>> start
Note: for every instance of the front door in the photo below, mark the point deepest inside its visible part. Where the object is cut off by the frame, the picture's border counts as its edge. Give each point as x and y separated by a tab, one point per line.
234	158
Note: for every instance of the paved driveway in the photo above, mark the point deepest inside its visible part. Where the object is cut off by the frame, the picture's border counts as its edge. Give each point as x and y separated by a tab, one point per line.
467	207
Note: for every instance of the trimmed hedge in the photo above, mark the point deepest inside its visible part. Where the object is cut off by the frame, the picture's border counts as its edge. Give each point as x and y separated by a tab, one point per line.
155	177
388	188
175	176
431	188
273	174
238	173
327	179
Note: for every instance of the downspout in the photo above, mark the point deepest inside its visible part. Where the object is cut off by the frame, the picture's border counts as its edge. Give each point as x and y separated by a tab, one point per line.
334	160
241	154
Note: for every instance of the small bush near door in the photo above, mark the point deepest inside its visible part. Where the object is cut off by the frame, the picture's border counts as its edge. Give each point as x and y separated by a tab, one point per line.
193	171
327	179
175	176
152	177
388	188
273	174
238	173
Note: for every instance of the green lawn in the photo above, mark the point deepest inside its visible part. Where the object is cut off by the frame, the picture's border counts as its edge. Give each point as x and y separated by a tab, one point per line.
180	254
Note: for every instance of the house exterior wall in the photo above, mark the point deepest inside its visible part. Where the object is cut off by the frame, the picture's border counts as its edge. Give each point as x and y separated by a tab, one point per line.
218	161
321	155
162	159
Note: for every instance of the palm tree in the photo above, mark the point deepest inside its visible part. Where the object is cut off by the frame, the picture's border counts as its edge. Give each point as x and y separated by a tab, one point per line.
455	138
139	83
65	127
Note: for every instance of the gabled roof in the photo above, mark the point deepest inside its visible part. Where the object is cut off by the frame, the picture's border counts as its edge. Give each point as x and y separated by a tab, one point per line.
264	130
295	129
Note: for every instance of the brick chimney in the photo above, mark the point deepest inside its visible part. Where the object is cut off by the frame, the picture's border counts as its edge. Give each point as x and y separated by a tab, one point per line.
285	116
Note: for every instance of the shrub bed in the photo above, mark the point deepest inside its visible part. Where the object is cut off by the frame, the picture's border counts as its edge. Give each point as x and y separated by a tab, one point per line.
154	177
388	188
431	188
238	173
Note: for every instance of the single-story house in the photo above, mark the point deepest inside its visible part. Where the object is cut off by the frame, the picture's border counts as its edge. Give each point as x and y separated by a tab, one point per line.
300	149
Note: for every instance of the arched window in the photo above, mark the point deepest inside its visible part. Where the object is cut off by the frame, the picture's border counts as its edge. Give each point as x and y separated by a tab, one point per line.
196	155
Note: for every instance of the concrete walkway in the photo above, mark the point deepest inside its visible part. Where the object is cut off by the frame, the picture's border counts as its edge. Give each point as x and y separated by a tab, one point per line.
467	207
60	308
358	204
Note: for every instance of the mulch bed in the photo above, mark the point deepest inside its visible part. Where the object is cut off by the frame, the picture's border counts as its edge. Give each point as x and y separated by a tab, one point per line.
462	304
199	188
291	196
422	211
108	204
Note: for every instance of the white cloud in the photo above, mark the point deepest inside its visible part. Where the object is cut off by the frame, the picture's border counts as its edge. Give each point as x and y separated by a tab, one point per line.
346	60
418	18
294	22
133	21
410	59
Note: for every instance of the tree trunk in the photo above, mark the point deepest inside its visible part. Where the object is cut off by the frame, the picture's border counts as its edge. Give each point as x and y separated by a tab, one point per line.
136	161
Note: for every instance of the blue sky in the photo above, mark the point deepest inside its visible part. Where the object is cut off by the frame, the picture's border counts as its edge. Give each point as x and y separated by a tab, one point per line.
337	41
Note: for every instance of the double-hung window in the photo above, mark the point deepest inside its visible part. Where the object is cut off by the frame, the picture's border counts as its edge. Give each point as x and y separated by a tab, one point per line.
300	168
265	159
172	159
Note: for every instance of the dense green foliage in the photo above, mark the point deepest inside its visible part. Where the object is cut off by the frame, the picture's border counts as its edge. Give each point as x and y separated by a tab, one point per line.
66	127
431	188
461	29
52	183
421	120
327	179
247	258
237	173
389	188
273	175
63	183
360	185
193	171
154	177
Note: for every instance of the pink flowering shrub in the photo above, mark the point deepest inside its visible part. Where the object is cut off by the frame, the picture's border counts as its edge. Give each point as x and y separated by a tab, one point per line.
>> end
Aim of the exercise —
Nothing outside the span should appear: transcribe the lines from the one containing "Note: for every instance of the double-hung" through the last line of the records.

Exercise response —
Note: for every instance of the double-hung window in the photo above, mark the point deepest inside its visible part. Where the object is cut off by the frame, the picture's border counts as its edge. Give each point as x and y separated by a tab, one point per line.
300	168
265	159
172	159
Note: for every instance of the dense green foliage in the photo above, mark the point deepest inside its visible part. Where the object is cut off by the frame, the picture's border counts as its edge. Give each point as x and y separated by a tab, one point per line.
66	127
431	188
461	29
52	183
421	120
327	179
247	258
237	173
389	188
273	175
63	183
360	185
193	171
154	177
Note: for every instance of the pink flowering shrub in the photo above, mark the point deepest inside its visible part. Where the object is cut off by the frame, the picture's border counts as its edge. Give each point as x and y separated by a tab, one point per line.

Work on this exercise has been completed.